■ **PASSAGE SHOWN**:
+--
Thursday, May 20, 2004

A quote to remember 

Atrios provides us with pure gold, from down Memory Lane:

"The predictions of those who opposed this war can be discarded like spent cartridges. You remember them? 'We will kill hundreds of thousands. We will create thousands of new terrorists. The Arab world will rise up and set the region aflame.'

"Tony Blair and George Bush knew better."

—Writing in the News of the World, April 13, 2003

Beautiful imagery there, Richard; "discarded like spent cartridges." You must have experienced wood when you spoke it. I'll bet you almost misspoke and said those who opposed this war would be discarded BY spent cartridges. Maybe?

I would expect as much from a mass murder-inflamer as yourself. If anyone roasts in Hell for eternity, it will be you, Perle, the liar, the warmonger, the peace-destroyer who was put in place by the moronic Smirk.


Letter to the Editor 

Via bartcop:

English lesson for our leaders

May 12, 2004

THE BUSH administration seems to have a serious problem with reality. The most recent reality challenge is the policy of torture in both Iraq and Afghanistan, which the administration is frantically redefining as "abuse," "excesses," and "humiliation." We even have Secretary Rumsfeld describing footage of several American soldiers "having sex" with a female Iraqi prisoner.

Let's have a little plain English here. "Having sex" with a prisoner is known as "rape." Systematic beatings are called "torture." Excesses that lead to death are called "murder." The hundreds of women and children in mass graves in Fallujah are the product of a "massacre." Taken together, all of these add up to "atrocities."

The dissemination of "incomplete information" from "imperfect intelligence" is called "lies." The billions of dollars that Halliburton and Bechtel have reaped in profits are called "war profiteering." The invasion of Iraq is called "illegal." The destruction of America's international standing is called "permanent." And Texaco/Phillips's high bid for Iraqi oil is called "why we are in Iraq."


Listening to the 9-11 Commission this week... 

...was hard. Hard to pay attention, that is.

After listening to the Chief of Police or some such official take about five minutes of flack from a Commission member about the lack of radios and who was in charge, etc...I had to ask myself:

Are they going into this much detail with the Air National Guard about why the fighter pilots stood down that day?

Then I turned it off.


I think I already saw this coming 

Well...the Abu Ghraib story really IS making inroads into Bush's numbers, and just might topple his "Presidency".
+--
■ **PROVIDED DATA**:
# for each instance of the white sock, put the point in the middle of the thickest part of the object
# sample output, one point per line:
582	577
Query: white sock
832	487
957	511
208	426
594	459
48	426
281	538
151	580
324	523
+--
■ **PROBLEMS**:
• A. Can you repeat the stretch of the blog post from "Listening to the 9-11" through "turned it off."?
• B. Can you rewrite the listing with "white sock" replaced by "pale sock" and nothing else changed?
The blog post and the listing were taken from unrelated sources.

■ **WRITTEN RESPONSES**:
• A.
Listening to the 9-11 Commission this week... 

...was hard. Hard to pay attention, that is.

After listening to the Chief of Police or some such official take about five minutes of flack from a Commission member about the lack of radios and who was in charge, etc...I had to ask myself:

Are they going into this much detail with the Air National Guard about why the fighter pilots stood down that day?

Then I turned it off.

• B.
# for each instance of the pale sock, put the point in the middle of the thickest part of the object
# sample output, one point per line:
582	577
Query: pale sock
832	487
957	511
208	426
594	459
48	426
281	538
151	580
324	523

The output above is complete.